Job:
Pick out and copy each row below that contains the word "negative". Matching is case-sensitive.

Excerpts from a dataset:
┏━━
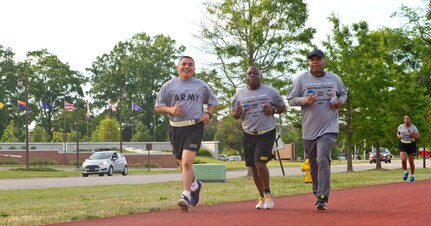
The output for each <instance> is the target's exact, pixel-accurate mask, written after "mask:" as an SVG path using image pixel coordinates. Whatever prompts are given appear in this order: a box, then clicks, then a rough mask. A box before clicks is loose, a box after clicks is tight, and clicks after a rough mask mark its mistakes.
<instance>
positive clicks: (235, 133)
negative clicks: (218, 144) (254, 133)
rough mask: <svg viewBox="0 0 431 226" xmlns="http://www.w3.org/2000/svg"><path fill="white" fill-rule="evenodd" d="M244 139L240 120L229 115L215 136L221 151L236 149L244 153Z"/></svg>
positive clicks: (220, 123)
mask: <svg viewBox="0 0 431 226" xmlns="http://www.w3.org/2000/svg"><path fill="white" fill-rule="evenodd" d="M242 138H243V130H242V126H241V121H240V120H235V119H234V118H232V116H230V115H227V116H226V117H224V118H223V119H222V120H221V121H220V123H219V124H218V127H217V132H216V134H215V139H216V140H218V141H219V149H220V150H225V149H226V150H228V149H234V150H236V151H238V152H240V153H242V148H243V145H242Z"/></svg>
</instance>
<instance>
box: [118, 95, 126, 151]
mask: <svg viewBox="0 0 431 226" xmlns="http://www.w3.org/2000/svg"><path fill="white" fill-rule="evenodd" d="M126 97H127V93H126V91H124V90H123V88H121V89H120V109H119V110H120V152H121V153H123V116H122V115H123V105H122V103H121V100H122V99H123V98H126Z"/></svg>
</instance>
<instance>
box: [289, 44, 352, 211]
mask: <svg viewBox="0 0 431 226" xmlns="http://www.w3.org/2000/svg"><path fill="white" fill-rule="evenodd" d="M307 58H308V66H309V68H310V70H309V71H307V72H305V73H302V74H299V75H298V76H297V77H296V78H295V80H294V82H293V86H292V87H291V88H290V90H289V93H288V95H287V99H288V102H289V105H290V106H301V111H302V142H303V146H304V151H305V153H306V154H307V156H308V158H309V160H310V171H311V178H312V185H313V193H314V195H315V196H316V197H317V202H316V204H315V206H316V210H326V209H327V207H326V204H327V202H328V198H329V191H330V185H331V184H330V183H331V152H332V147H333V145H334V144H335V143H336V139H337V135H338V121H339V116H338V109H339V108H340V107H341V106H342V105H343V104H344V103H345V102H346V100H347V90H346V87H345V86H344V84H343V81H341V79H340V77H338V75H336V74H333V73H330V72H327V71H325V70H324V67H325V63H326V62H325V55H324V54H323V52H322V51H321V50H314V51H312V52H311V53H310V54H308V57H307Z"/></svg>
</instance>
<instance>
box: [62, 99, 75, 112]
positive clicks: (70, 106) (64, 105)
mask: <svg viewBox="0 0 431 226" xmlns="http://www.w3.org/2000/svg"><path fill="white" fill-rule="evenodd" d="M64 110H66V111H73V110H75V105H73V104H69V103H67V102H66V101H65V102H64Z"/></svg>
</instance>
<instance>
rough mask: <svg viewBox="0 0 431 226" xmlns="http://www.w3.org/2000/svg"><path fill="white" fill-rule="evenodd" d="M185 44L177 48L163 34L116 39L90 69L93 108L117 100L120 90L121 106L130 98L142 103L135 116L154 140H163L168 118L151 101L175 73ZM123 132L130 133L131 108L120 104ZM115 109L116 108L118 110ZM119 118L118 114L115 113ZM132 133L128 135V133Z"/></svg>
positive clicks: (153, 101) (99, 57)
mask: <svg viewBox="0 0 431 226" xmlns="http://www.w3.org/2000/svg"><path fill="white" fill-rule="evenodd" d="M184 50H185V47H184V46H180V47H179V48H177V47H176V43H175V41H174V40H173V39H171V38H170V37H167V36H163V35H157V36H154V37H149V36H148V35H147V34H145V33H138V34H135V35H134V36H133V37H132V38H131V39H129V40H126V41H124V42H119V43H118V44H117V45H115V47H114V49H113V50H112V51H111V52H110V53H109V54H103V55H102V56H100V57H98V58H97V60H96V61H95V62H93V65H92V67H91V68H90V69H89V72H90V74H91V80H92V82H93V86H92V88H91V90H90V92H91V95H92V97H93V99H94V104H93V106H95V107H96V108H99V109H103V108H104V106H106V102H107V100H108V99H111V100H112V101H114V102H116V103H118V102H119V97H120V96H121V95H120V94H122V93H123V92H127V94H128V95H127V98H125V99H123V101H124V102H123V103H122V104H123V106H131V105H132V103H131V102H132V101H136V102H137V103H141V104H142V105H140V106H141V107H142V108H143V109H144V113H143V114H137V115H135V116H134V120H135V121H142V122H144V124H145V125H146V126H147V128H150V130H151V131H154V129H155V128H156V129H157V130H156V136H157V138H156V139H157V140H166V137H167V136H166V134H167V128H168V120H167V117H166V116H165V115H160V114H155V113H154V103H155V99H156V96H157V93H158V92H159V90H160V88H161V86H162V85H163V84H164V83H165V82H166V81H168V80H169V79H171V77H172V76H173V75H174V74H176V72H175V66H176V65H175V62H174V60H176V59H178V58H179V56H180V55H181V54H182V53H183V52H184ZM122 109H123V112H122V113H121V114H122V117H123V118H124V119H125V120H124V124H125V128H126V129H127V130H128V131H127V132H125V134H131V133H130V130H131V128H132V125H131V124H132V122H131V120H130V118H131V115H132V109H131V107H123V108H122ZM117 112H118V111H117ZM115 117H117V119H118V120H119V113H117V115H115ZM130 136H131V135H130Z"/></svg>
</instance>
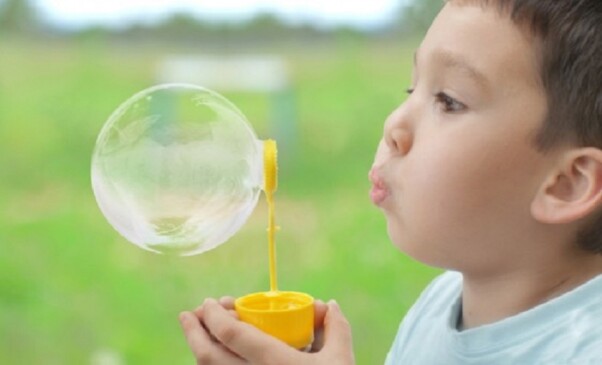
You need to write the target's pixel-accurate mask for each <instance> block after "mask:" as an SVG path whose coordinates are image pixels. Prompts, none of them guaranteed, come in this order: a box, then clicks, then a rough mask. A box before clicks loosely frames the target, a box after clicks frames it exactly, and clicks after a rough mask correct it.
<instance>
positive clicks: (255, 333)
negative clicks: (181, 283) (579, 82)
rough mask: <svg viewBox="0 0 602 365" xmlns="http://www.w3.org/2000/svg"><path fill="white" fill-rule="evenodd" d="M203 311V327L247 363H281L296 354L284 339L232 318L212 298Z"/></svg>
mask: <svg viewBox="0 0 602 365" xmlns="http://www.w3.org/2000/svg"><path fill="white" fill-rule="evenodd" d="M203 311H204V315H205V317H204V318H205V325H206V326H207V329H208V330H209V331H210V332H211V333H212V334H213V335H214V336H215V337H216V338H217V339H218V340H219V341H220V342H221V343H222V344H223V345H224V346H225V347H227V348H228V349H230V350H231V351H233V352H235V353H236V354H238V355H239V356H240V357H242V358H243V359H245V360H247V361H249V362H251V363H258V364H265V363H277V364H283V363H287V362H290V361H291V360H292V359H293V358H294V357H295V356H297V355H298V354H300V353H299V352H298V351H297V350H295V349H293V348H292V347H290V346H288V345H287V344H285V343H284V342H282V341H280V340H278V339H276V338H274V337H272V336H270V335H267V334H265V333H263V332H261V331H260V330H259V329H257V328H255V327H253V326H251V325H250V324H247V323H244V322H241V321H238V320H236V319H234V318H232V316H230V315H229V314H228V312H227V311H226V310H225V309H224V308H223V307H222V306H221V305H219V304H218V303H217V302H216V301H215V300H207V301H205V304H204V306H203Z"/></svg>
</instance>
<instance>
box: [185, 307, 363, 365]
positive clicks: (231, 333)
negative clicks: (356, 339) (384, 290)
mask: <svg viewBox="0 0 602 365" xmlns="http://www.w3.org/2000/svg"><path fill="white" fill-rule="evenodd" d="M315 319H316V321H315V322H316V323H315V329H316V333H315V340H314V343H313V345H312V350H311V351H312V352H311V353H304V352H301V351H298V350H296V349H293V348H292V347H290V346H288V345H287V344H285V343H284V342H282V341H280V340H278V339H276V338H274V337H272V336H270V335H267V334H265V333H263V332H261V331H260V330H258V329H257V328H255V327H253V326H251V325H249V324H247V323H244V322H241V321H239V320H238V319H237V316H236V312H234V299H233V298H222V299H220V302H219V303H218V302H217V301H215V300H213V299H207V300H206V301H205V303H203V305H202V306H201V307H199V308H198V309H196V310H195V311H194V312H183V313H181V314H180V323H181V324H182V328H183V330H184V334H185V336H186V339H187V341H188V345H189V346H190V348H191V350H192V352H193V353H194V356H195V358H196V360H197V364H199V365H210V364H220V365H242V364H256V365H272V364H274V365H275V364H279V365H283V364H289V365H304V364H311V365H321V364H325V365H326V364H327V365H337V364H340V365H349V364H354V363H355V361H354V357H353V348H352V341H351V329H350V327H349V323H348V322H347V320H346V319H345V317H344V316H343V314H342V313H341V310H340V308H339V306H338V305H337V304H336V303H334V302H330V303H329V304H328V305H326V304H324V303H322V302H320V301H316V303H315Z"/></svg>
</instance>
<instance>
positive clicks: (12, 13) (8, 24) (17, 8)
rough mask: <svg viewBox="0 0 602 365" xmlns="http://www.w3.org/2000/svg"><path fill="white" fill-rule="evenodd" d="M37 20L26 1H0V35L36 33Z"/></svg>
mask: <svg viewBox="0 0 602 365" xmlns="http://www.w3.org/2000/svg"><path fill="white" fill-rule="evenodd" d="M39 20H40V19H39V17H38V14H37V12H36V10H35V9H34V8H33V7H32V6H31V4H30V2H29V1H28V0H2V1H0V33H12V34H31V33H36V32H37V31H38V30H39V29H40V23H39Z"/></svg>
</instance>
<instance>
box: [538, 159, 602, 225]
mask: <svg viewBox="0 0 602 365" xmlns="http://www.w3.org/2000/svg"><path fill="white" fill-rule="evenodd" d="M601 206H602V150H600V149H597V148H593V147H586V148H579V149H576V150H571V151H570V152H568V153H567V154H566V155H565V158H563V159H562V160H561V161H560V164H559V165H557V166H556V168H555V169H554V170H552V171H551V173H550V175H548V177H547V179H546V180H544V182H543V184H542V185H541V186H540V189H539V190H538V191H537V194H536V196H535V198H534V199H533V202H532V203H531V215H532V216H533V218H535V219H536V220H538V221H539V222H541V223H548V224H562V223H569V222H574V221H577V220H579V219H581V218H584V217H587V216H588V215H589V214H590V213H592V212H593V211H595V210H596V209H597V208H599V207H601Z"/></svg>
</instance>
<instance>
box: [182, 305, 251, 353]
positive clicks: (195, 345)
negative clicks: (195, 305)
mask: <svg viewBox="0 0 602 365" xmlns="http://www.w3.org/2000/svg"><path fill="white" fill-rule="evenodd" d="M180 324H181V326H182V329H183V331H184V336H185V337H186V341H187V342H188V346H189V347H190V349H191V350H192V353H193V354H194V357H195V358H196V360H197V364H199V365H209V364H224V365H226V364H227V365H242V364H244V363H245V362H244V361H243V360H242V359H240V358H239V357H237V356H236V355H235V354H233V353H231V352H230V351H228V350H227V349H225V348H223V347H222V346H221V345H220V344H217V343H215V342H213V341H212V339H211V337H210V335H209V334H208V333H207V331H206V330H205V329H204V328H203V326H202V325H201V322H199V320H198V318H197V317H196V316H195V315H194V314H193V313H191V312H182V313H180Z"/></svg>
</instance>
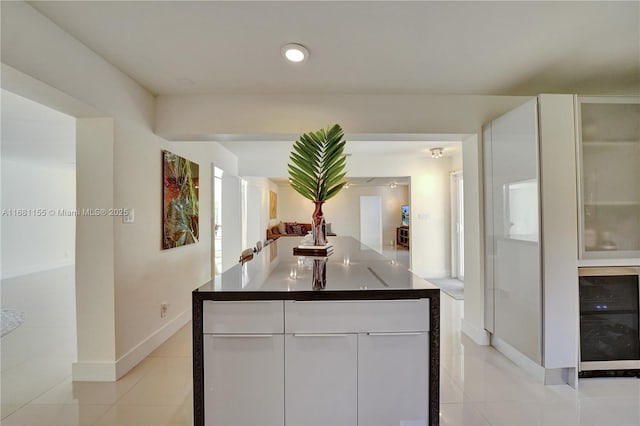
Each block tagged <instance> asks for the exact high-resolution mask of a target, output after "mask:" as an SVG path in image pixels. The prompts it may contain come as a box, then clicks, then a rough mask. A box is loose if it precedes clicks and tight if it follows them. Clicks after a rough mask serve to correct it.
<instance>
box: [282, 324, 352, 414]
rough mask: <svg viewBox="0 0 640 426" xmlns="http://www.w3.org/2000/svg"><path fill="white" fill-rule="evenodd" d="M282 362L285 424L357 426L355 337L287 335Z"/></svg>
mask: <svg viewBox="0 0 640 426" xmlns="http://www.w3.org/2000/svg"><path fill="white" fill-rule="evenodd" d="M285 359H286V365H285V407H286V412H285V420H286V421H285V424H287V425H295V426H307V425H316V426H332V425H335V426H349V425H356V424H357V423H358V418H357V415H358V409H357V399H358V398H357V393H358V387H357V386H358V383H357V382H358V378H357V372H358V367H357V364H358V353H357V335H356V334H333V335H332V334H305V335H299V334H287V335H285Z"/></svg>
┗━━
Response to this exercise:
negative clicks: (218, 144) (254, 133)
negative clicks: (181, 283) (579, 82)
negative clicks: (356, 339) (384, 290)
negative clicks: (195, 305)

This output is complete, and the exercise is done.